Umělec magazine 2005/1


Denisa Kera | profile | en cs

In a book from 1997 that has already become legendary, Zeros and Ones: Digital Women and the New Techno-culture, Sadie Plant argues for an affinity between women and digital technologies. The affinity stems from the notion that women and computers ostensibly lack identity and essence. The computer as a machine only simulates the work of other machines and we define it according to what it does now, not according to what it is. Similarly, women were for a long time said to lack a soul or some other centralized “part,” that would define their identity. Women and present day technology have such things in common as “multitasking,” the ability to do and be more things at once, or an image of the world as a network of meanings and relations which exist only in processes. We could almost say that what computer networks and technologies are learning today, women have known for thousands of years.
When I met Mária Rišková I started for the first time to understand digital technologies as a radically “female media.” How else could one explain the amount of activities and identities that are hidden in this always smiling and calm person other than as a “mysterious” affinity between women and new technologies? The director of the well-known cultural space Buryzone which created interest in new media and art in Bratislava and spread and transformed into the form of the present day Burundi media lab and alternative cultural space; the main coordinator of the annual international festival of new media and culture in Bratislava, Multiplace, a long-time curator of the exhibition of graphic design in Trnava, a founding member of the group of women - curators and theoreticians NADA (New Approaches to the Domain of Art), and more; to name all the activities of this art historian, curator, organizer, not to mention her publishing and lecturing activities, would require a whole database. It is as difficult to define Mária Rišková as it is to explain the phenomena of present day technologies. Mária and computers—both are omnipresent and create new and wider “networks”.
While in the Czech Republic discussion about the financing of alternative culture has started only recently, talks in the field of digital culture and contemporary art between Slovaks and the rest of the world have been going on for years. One of the reasons is the existence of organizations like the one which Mária Rišková founded or helped to found with many enthusiasts outside official structures. So it is not uncommon that when you say Burundi or Buryzone, people know immediately where you are from, whereas when talking about Prague people politely ask whether they haven’t missed something, or whether nothing really is happening on the Czech scene.

=-=-=-=-=

YOUR TASKS:
(1) In the Rišková profile, what does the acronym NADA stand for?
(2) Update the Rišková profile by writing out the passage starting with "While in the" and going on through "the Czech scene.", with "Prague" changed to "Brno".
(3) Write the next paragraph of the Rišková profile, picking up after its final sentence.

Data lines
=-=-=-=-=

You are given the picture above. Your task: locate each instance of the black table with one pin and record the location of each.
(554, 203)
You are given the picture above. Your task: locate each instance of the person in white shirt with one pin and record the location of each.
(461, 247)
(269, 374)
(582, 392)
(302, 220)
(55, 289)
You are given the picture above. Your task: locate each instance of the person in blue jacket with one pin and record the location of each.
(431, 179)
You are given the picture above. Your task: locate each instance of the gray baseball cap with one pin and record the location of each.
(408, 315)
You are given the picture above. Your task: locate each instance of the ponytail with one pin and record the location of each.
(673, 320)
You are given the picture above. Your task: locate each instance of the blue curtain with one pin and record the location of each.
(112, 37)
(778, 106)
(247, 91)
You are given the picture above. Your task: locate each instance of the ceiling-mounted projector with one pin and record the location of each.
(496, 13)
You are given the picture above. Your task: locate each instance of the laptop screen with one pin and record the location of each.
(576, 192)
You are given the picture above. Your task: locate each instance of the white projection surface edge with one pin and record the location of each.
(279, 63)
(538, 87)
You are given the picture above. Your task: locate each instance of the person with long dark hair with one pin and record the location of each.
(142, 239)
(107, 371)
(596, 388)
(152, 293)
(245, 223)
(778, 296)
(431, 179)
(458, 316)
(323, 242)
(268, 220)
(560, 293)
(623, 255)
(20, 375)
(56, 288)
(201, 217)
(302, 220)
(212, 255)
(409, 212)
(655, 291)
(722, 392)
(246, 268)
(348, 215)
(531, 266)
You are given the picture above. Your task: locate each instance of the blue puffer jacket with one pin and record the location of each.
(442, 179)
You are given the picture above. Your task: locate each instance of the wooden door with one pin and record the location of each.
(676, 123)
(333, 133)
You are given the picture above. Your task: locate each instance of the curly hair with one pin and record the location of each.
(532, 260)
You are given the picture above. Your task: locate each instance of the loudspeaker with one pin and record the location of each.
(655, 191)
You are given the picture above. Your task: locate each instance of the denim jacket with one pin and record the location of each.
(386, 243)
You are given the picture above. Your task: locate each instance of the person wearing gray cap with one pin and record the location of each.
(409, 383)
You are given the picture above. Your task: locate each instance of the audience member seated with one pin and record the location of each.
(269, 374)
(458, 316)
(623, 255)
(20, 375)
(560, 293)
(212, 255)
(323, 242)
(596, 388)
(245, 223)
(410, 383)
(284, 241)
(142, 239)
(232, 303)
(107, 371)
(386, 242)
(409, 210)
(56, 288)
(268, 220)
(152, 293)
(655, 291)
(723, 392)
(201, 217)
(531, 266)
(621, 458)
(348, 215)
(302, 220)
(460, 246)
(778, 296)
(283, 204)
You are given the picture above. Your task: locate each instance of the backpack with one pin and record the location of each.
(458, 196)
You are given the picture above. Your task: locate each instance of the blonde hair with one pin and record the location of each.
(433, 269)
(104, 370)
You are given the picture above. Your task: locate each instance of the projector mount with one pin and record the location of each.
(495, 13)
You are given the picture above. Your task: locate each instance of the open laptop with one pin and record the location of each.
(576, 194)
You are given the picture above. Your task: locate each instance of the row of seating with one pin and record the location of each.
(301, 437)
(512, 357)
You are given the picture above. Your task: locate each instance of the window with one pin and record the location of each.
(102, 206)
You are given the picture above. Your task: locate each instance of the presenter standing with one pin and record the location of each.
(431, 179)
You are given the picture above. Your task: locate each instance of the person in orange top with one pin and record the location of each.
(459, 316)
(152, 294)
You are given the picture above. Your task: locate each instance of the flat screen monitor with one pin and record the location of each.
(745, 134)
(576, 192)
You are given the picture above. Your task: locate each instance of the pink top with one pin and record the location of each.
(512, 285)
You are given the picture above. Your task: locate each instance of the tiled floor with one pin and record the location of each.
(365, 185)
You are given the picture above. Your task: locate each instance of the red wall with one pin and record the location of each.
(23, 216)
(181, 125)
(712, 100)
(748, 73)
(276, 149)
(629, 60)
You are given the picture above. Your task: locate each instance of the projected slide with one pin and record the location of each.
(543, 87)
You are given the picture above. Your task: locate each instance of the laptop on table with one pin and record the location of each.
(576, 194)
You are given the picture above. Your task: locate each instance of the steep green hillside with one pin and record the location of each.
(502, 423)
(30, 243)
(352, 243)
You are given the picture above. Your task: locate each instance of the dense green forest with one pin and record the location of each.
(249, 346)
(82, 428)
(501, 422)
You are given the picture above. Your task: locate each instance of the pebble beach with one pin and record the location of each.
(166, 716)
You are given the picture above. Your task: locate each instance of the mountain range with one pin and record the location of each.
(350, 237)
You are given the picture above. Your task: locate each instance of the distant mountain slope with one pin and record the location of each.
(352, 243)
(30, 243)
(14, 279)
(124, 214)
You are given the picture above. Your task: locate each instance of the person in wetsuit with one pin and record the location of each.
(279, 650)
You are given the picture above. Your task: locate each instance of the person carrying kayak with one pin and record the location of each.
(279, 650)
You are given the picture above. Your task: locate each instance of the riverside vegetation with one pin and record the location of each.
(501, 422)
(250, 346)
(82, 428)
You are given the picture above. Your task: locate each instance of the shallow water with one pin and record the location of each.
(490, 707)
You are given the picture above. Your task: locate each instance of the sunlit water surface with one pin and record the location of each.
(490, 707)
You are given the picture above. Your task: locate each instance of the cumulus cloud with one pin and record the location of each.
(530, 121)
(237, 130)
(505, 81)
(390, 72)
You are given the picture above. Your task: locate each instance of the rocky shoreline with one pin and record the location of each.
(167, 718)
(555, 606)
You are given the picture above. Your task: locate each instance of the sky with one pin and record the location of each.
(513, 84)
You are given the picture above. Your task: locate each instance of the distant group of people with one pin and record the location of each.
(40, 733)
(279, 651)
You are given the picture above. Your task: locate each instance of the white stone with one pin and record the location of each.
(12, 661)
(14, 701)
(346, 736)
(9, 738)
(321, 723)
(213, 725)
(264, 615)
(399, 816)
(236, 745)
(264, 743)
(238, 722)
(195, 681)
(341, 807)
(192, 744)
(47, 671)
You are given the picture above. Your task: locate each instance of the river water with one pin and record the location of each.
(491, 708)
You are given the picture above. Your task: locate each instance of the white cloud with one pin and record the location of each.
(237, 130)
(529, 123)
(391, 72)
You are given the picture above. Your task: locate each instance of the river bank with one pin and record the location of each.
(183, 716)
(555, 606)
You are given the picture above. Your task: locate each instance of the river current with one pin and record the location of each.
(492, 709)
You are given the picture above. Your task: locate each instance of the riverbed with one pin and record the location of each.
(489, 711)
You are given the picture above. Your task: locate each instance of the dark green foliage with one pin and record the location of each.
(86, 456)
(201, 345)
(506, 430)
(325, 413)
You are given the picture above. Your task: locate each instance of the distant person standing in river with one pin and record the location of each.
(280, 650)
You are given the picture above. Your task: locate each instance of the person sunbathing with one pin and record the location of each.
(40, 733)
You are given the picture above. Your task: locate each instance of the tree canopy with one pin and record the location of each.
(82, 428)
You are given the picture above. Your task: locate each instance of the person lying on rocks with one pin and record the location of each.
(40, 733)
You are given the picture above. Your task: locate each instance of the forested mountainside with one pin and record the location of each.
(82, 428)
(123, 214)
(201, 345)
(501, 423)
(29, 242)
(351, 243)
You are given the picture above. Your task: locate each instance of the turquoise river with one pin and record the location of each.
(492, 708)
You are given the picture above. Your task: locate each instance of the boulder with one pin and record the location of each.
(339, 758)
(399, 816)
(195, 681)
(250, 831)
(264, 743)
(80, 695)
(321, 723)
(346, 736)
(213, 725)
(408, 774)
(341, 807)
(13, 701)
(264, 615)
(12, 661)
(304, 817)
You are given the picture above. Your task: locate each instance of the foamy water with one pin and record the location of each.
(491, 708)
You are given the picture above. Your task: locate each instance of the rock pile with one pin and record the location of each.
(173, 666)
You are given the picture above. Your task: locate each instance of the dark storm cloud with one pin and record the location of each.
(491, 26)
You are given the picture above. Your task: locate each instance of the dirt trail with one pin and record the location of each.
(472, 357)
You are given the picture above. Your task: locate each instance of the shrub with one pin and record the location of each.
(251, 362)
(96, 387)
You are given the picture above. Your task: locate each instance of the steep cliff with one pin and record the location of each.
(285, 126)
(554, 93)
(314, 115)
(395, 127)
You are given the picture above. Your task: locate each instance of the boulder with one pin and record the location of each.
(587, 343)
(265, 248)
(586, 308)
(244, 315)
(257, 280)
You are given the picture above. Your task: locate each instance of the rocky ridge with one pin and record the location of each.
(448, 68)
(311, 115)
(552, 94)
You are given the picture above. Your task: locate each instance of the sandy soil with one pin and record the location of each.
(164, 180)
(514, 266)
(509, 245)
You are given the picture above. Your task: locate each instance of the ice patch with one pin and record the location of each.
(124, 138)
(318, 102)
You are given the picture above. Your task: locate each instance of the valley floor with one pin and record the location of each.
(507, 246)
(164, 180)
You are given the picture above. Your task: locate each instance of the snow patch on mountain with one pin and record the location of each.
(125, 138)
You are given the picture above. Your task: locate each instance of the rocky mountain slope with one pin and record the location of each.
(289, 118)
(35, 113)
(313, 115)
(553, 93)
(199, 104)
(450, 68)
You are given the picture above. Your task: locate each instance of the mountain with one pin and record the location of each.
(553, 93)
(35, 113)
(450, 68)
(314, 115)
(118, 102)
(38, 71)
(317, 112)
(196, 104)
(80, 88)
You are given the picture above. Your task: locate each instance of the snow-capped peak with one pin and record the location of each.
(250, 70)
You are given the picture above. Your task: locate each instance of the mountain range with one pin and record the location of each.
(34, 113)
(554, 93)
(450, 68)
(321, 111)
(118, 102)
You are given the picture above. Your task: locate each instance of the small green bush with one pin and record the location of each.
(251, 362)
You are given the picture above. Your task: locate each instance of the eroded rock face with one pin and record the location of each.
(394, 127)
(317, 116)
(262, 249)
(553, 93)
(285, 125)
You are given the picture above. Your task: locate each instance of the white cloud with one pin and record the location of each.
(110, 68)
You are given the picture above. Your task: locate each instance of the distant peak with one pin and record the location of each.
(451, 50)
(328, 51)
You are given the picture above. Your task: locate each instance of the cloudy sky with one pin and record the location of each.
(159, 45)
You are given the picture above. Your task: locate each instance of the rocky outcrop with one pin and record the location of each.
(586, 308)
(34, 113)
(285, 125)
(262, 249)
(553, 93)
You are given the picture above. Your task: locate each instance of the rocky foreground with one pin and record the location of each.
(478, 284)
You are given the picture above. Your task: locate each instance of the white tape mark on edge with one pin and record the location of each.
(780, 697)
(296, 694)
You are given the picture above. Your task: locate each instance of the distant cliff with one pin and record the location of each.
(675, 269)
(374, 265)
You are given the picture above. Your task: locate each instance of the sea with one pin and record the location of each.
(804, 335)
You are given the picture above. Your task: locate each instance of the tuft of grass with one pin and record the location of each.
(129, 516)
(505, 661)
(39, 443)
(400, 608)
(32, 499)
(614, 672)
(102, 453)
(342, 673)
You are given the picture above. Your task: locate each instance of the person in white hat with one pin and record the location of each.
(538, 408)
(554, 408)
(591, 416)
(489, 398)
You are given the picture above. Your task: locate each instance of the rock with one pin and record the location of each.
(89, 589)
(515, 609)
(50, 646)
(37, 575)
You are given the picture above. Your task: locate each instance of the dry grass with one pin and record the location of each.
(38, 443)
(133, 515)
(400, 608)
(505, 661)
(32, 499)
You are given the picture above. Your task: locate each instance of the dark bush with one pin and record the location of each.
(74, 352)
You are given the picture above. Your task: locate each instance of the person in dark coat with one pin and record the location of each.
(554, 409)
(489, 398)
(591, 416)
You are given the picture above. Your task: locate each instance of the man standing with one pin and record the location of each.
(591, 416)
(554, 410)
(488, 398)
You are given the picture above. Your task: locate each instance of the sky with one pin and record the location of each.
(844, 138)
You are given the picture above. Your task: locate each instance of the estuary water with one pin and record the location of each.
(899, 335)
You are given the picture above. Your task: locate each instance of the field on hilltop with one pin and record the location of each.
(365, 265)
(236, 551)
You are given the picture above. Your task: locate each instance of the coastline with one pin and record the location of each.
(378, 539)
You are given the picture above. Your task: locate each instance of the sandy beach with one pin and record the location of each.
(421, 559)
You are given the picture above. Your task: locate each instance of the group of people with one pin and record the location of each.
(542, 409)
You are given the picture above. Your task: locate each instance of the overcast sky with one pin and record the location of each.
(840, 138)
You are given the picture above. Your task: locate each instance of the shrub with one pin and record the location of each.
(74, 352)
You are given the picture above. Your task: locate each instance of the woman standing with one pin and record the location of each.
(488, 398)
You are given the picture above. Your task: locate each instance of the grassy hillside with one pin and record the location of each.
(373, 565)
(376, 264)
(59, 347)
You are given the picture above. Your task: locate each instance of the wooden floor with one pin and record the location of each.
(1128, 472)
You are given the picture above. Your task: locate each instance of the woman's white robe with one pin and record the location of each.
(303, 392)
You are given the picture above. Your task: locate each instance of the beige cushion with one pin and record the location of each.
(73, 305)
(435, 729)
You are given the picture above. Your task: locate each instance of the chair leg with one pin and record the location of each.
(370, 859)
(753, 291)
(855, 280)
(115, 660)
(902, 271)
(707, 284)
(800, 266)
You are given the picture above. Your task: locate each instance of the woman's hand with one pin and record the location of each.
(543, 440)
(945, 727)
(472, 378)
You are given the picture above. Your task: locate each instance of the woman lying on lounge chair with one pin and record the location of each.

=-=-=-=-=

PER-TASK OUTPUTS:
(1) New Approaches to the Domain of Art

(2)
While in the Czech Republic discussion about the financing of alternative culture has started only recently, talks in the field of digital culture and contemporary art between Slovaks and the rest of the world have been going on for years. One of the reasons is the existence of organizations like the one which Mária Rišková founded or helped to found with many enthusiasts outside official structures. So it is not uncommon that when you say Burundi or Buryzone, people know immediately where you are from, whereas when talking about Brno people politely ask whether they haven’t missed something, or whether nothing really is happening on the Czech scene.

(3)
All Mária Rišková’s activities confirm Sadie Plant’s idea that digital technologies and women both function with no centralized or solid structure, and therefore show that things can work successfully outside the “patriarchal” and hierarchic order. As a mastermind of the young culture joined with digital technologies, Mária Rišková works independently of national galleries, art schools and other state organizations that have contemporary art embedded in the “job description.” She acts in step with the credo articulated in one of her interviews: “If you don’t like the existing conditions, create your own space.” This sentence should serve as a slogan for contemporary digital culture and art as it searches with considerable difficulty for the correct platform and institutional support.
Mária Rišková’s activities illustrate one of the axioms of digital culture: small causes create complex phenomena—like the phenomena of successful Slovak culture and art over the last decade. We can find it everywhere where there is something interesting going on. The newest project is “Dial 44,” an art and cultural exchange between Slovak and British artists under the patronage of the British Council. The non-profit activities in the field of art in Slovakia make a successful model for the support of contemporary young culture and work of a new type of art organizations. But most of all it is an emphasis on the networks and non-linear, associative and emerging structures. A successful example is A4, a zero space in the center of Bratislava. This space brought together organizations and people interested in contemporary art, dance, music, film and architecture, in the framework of Burundi. Mária Rišková is a woman-network that can interconnect people, interests and entire organizations into functioning units and, in doing so, create whole cultural “ecologies.” She is not unlike a character in a popular film: she is a “Spidergirl from Bratislava,” who spins a web whose threads tie Slovakia with the rest world.